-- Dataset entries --
# # # # # # #

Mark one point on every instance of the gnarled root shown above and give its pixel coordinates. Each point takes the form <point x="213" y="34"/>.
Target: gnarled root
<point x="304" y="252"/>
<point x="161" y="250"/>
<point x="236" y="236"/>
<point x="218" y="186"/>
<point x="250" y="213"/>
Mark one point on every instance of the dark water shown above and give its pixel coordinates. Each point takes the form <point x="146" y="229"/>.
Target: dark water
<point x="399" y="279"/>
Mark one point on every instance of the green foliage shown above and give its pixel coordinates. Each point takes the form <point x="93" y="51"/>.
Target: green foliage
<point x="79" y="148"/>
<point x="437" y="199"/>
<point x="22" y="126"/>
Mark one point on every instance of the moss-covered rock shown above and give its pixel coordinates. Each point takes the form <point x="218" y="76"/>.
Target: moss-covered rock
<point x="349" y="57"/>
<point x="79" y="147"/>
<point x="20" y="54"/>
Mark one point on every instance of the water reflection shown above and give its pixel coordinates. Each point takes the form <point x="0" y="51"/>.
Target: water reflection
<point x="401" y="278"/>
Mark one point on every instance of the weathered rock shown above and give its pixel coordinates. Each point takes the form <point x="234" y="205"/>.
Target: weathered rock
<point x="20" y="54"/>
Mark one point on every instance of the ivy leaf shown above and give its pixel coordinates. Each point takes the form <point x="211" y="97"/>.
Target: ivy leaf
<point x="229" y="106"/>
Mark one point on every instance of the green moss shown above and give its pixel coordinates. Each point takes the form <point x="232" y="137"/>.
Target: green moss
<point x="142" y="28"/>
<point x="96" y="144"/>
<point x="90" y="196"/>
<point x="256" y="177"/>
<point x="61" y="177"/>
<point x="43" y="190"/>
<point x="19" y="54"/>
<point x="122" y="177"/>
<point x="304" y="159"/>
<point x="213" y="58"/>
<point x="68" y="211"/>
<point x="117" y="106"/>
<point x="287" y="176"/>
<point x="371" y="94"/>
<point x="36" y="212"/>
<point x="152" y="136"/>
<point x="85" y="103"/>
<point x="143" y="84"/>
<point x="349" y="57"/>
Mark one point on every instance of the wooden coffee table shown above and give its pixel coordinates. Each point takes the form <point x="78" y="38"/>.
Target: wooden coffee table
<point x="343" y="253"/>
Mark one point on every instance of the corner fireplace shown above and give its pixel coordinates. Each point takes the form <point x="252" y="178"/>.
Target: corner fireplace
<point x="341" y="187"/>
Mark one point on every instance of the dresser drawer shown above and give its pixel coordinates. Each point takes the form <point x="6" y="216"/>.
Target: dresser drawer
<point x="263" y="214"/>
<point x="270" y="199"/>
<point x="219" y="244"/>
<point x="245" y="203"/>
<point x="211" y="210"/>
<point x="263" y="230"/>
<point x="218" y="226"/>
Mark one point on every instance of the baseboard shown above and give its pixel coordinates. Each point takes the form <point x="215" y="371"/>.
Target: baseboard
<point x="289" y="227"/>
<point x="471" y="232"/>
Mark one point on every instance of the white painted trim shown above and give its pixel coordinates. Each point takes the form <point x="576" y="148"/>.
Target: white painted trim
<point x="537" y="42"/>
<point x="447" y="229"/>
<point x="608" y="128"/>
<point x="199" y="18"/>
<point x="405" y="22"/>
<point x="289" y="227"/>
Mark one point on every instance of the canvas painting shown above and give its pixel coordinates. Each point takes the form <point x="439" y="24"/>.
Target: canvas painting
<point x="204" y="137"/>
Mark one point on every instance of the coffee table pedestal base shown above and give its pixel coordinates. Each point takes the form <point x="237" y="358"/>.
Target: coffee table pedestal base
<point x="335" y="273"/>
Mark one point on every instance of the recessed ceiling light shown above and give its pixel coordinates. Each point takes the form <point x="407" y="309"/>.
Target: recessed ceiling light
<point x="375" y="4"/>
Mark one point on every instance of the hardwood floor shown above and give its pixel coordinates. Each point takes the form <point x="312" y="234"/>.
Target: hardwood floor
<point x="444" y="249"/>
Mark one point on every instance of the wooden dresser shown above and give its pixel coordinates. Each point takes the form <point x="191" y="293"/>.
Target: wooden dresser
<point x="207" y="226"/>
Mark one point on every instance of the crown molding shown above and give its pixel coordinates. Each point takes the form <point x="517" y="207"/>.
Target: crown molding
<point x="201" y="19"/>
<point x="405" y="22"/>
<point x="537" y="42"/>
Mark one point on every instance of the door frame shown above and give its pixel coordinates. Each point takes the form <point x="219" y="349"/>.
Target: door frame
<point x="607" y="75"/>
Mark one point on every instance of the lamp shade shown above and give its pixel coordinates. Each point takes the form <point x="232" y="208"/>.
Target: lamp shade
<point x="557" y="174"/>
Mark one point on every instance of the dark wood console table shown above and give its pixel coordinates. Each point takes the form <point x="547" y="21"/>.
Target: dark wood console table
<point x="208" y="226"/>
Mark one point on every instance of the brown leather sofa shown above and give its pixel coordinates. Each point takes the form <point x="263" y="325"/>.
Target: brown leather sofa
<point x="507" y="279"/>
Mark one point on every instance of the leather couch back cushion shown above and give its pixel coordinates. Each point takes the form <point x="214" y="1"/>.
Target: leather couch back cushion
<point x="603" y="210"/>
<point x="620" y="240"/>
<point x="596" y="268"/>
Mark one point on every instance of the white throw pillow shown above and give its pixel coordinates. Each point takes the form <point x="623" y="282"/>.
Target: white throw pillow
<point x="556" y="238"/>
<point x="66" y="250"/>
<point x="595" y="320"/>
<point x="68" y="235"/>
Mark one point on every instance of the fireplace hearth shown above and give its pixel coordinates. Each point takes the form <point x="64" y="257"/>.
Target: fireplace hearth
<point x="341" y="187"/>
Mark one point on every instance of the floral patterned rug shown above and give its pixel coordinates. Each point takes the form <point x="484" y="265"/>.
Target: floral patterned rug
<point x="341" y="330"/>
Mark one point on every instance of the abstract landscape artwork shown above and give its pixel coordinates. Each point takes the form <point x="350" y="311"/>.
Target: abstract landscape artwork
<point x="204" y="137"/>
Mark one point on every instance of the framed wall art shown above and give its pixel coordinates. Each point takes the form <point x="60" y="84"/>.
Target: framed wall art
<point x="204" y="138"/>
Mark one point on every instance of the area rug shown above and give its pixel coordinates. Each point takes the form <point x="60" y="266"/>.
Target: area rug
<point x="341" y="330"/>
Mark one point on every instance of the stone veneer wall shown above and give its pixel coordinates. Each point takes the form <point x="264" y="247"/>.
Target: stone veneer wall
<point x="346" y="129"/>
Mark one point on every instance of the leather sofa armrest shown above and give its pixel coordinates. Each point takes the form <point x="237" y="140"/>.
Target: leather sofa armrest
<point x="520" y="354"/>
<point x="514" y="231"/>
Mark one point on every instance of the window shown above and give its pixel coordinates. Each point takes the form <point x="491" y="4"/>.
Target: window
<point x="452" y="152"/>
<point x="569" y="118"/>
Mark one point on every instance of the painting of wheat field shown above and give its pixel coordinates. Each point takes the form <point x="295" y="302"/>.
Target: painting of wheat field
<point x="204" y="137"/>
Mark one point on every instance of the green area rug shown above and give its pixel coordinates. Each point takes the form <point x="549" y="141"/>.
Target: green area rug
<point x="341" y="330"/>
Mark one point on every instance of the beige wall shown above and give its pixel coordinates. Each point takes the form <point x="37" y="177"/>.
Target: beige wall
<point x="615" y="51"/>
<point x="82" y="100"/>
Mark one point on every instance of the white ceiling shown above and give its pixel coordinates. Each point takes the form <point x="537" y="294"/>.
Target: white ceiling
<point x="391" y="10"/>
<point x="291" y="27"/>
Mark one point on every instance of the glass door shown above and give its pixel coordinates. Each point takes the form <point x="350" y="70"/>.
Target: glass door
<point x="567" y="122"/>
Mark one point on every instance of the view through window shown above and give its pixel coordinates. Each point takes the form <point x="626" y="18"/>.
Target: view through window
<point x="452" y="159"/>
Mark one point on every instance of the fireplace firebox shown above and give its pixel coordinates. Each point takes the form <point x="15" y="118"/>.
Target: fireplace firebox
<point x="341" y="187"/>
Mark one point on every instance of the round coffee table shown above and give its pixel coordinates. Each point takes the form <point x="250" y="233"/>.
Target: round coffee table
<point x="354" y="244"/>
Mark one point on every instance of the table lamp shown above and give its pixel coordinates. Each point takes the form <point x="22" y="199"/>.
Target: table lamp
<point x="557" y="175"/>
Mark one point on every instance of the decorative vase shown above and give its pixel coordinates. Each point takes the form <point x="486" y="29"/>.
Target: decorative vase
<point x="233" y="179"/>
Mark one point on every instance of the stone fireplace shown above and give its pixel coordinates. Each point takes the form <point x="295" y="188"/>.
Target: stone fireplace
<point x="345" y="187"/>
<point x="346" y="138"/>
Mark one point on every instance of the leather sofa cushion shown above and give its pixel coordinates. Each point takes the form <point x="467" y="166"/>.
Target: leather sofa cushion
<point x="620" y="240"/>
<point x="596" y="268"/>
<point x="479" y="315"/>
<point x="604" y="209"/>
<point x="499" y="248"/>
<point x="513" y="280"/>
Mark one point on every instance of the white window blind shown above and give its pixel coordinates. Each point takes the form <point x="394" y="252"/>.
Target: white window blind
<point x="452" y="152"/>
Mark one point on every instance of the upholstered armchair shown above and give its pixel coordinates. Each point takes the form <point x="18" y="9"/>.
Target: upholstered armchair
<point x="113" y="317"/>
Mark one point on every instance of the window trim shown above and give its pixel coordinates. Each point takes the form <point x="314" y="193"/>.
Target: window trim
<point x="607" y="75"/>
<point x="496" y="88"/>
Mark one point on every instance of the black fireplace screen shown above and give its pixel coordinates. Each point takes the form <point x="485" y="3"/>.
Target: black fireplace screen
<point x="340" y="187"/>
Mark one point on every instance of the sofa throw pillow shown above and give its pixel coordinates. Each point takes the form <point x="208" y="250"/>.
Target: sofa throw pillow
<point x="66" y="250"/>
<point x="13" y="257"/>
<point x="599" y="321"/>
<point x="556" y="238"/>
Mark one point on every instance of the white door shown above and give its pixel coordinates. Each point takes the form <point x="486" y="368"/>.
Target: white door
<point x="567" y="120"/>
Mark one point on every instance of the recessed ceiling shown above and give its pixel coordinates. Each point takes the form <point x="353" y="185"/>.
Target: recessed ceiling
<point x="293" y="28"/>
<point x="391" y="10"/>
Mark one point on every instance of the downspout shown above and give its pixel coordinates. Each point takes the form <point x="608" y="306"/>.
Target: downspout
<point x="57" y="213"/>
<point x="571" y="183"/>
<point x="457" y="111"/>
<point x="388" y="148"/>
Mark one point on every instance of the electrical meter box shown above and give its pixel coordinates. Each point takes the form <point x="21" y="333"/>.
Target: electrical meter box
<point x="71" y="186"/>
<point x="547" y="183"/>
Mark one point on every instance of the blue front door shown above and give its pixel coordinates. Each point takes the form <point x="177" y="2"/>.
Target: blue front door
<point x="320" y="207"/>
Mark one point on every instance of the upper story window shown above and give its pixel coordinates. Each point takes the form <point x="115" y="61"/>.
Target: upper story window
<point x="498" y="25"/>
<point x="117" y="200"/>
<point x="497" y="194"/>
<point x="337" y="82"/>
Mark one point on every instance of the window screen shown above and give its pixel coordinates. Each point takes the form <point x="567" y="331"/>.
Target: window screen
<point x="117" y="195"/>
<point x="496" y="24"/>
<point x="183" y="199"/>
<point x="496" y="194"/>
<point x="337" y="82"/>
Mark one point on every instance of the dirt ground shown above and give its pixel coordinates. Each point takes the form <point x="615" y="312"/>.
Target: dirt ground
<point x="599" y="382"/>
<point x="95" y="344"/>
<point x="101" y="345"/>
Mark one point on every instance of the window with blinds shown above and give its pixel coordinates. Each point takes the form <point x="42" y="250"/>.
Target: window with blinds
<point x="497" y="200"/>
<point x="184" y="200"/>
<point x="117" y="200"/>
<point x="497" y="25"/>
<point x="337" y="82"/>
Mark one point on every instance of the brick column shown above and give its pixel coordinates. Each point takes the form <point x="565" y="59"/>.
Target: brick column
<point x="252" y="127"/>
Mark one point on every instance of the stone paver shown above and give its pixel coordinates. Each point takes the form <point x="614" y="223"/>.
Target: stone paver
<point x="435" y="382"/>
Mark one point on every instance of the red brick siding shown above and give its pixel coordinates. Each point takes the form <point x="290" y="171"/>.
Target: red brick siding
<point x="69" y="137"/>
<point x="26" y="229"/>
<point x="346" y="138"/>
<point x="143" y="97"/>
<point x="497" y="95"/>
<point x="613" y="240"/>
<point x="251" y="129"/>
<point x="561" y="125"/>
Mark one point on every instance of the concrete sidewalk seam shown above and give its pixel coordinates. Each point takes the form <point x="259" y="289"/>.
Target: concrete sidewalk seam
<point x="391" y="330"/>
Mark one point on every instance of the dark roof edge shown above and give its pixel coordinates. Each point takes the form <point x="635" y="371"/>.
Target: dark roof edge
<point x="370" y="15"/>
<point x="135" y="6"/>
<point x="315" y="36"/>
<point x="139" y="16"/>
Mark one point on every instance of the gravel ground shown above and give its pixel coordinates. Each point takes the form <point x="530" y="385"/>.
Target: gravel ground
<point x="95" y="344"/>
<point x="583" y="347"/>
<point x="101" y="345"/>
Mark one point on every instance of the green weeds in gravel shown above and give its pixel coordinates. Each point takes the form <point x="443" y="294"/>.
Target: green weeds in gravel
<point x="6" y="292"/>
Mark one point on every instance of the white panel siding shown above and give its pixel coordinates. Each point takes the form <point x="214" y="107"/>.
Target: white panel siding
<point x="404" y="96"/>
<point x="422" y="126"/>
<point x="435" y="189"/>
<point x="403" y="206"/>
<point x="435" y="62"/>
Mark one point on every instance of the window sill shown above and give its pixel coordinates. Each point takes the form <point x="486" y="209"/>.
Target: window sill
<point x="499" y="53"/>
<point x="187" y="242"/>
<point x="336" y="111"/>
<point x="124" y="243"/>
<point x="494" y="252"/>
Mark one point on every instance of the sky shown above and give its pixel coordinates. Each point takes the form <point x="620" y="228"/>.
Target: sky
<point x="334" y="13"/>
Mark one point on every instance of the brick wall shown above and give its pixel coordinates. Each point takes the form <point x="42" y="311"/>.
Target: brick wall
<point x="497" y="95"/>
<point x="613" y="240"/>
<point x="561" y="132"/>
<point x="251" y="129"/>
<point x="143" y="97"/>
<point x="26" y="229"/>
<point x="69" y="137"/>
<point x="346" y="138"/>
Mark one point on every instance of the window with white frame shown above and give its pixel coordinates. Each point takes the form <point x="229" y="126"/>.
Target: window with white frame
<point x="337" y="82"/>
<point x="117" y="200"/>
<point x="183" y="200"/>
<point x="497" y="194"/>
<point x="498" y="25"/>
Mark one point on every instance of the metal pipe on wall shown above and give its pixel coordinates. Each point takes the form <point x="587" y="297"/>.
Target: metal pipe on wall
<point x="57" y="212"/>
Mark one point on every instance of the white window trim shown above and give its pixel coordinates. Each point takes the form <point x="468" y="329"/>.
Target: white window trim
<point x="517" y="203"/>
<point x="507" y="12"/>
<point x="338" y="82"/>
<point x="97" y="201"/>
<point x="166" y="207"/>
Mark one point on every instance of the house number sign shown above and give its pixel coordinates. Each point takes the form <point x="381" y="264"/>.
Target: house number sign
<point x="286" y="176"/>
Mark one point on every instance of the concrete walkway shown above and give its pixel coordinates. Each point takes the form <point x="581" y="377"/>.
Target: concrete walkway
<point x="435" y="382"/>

# # # # # # #

-- Objective --
What are the lines from the one with "Mark one point on every instance of the window with white" through the last line of the records above? Quote them exactly and add nothing.

-- Right answer --
Mark one point on every instance of the window with white frame shown above and give its pixel coordinates. Each point takes the form <point x="229" y="126"/>.
Target: window with white frame
<point x="337" y="82"/>
<point x="117" y="200"/>
<point x="183" y="200"/>
<point x="497" y="194"/>
<point x="498" y="25"/>
Mark one point on every instance of the metal pipe on wall shown above and give its pixel coordinates. Each point takes the form <point x="587" y="297"/>.
Target: metal pipe on wall
<point x="57" y="212"/>
Mark one point on every instance of the white window trim shown above and give its pixel coordinates. Each point takes the form <point x="468" y="329"/>.
Target: white window trim
<point x="517" y="203"/>
<point x="507" y="12"/>
<point x="338" y="82"/>
<point x="97" y="201"/>
<point x="166" y="207"/>
Mark one point on every instance of the house number sign shown above and give its pixel coordinates. Each point takes the form <point x="381" y="264"/>.
Target: house number sign
<point x="286" y="176"/>
Mark one point on every instance of the concrete walkway shown above and give its pixel coordinates. Each point takes the form <point x="581" y="377"/>.
Target: concrete walkway
<point x="435" y="382"/>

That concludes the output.